(Saved entries)
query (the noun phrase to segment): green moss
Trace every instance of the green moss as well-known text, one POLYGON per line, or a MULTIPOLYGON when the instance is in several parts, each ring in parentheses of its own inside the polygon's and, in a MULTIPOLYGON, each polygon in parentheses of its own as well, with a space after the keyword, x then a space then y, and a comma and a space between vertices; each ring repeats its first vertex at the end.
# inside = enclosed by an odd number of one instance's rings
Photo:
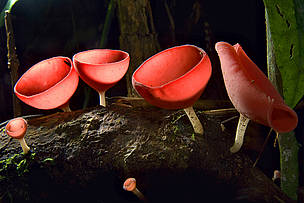
POLYGON ((193 141, 195 141, 195 133, 192 133, 191 139, 192 139, 193 141))
POLYGON ((184 114, 181 114, 181 115, 177 115, 177 117, 173 117, 172 121, 171 121, 171 124, 176 124, 182 117, 184 116, 184 114))
POLYGON ((54 159, 53 158, 45 158, 43 161, 42 161, 42 163, 51 163, 51 164, 54 164, 55 163, 55 161, 54 161, 54 159))
POLYGON ((30 199, 30 180, 35 177, 37 169, 44 171, 50 164, 54 164, 53 158, 38 159, 35 152, 27 154, 14 154, 11 157, 0 161, 0 202, 9 200, 14 202, 16 198, 23 200, 30 199))
POLYGON ((9 178, 10 174, 23 176, 29 172, 29 165, 35 159, 36 153, 14 154, 12 157, 0 161, 0 180, 9 178))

# What this task involves
Check each line of the records above for the string "inside", and report every line that has it.

# Output for this exercise
Trace every instance of the green moss as well-known text, one POLYGON per line, or a MULTIPOLYGON when the instance is in several parts, each ring in parentheses of its own inside the polygon's and, in a MULTIPOLYGON, each polygon in parentheses of its own as well, with a space after the keyword, x then a space then y, and a comma and a space between vertices; each ring repeats its first vertex at the end.
# inside = enclosed by an odd number of one instance's rings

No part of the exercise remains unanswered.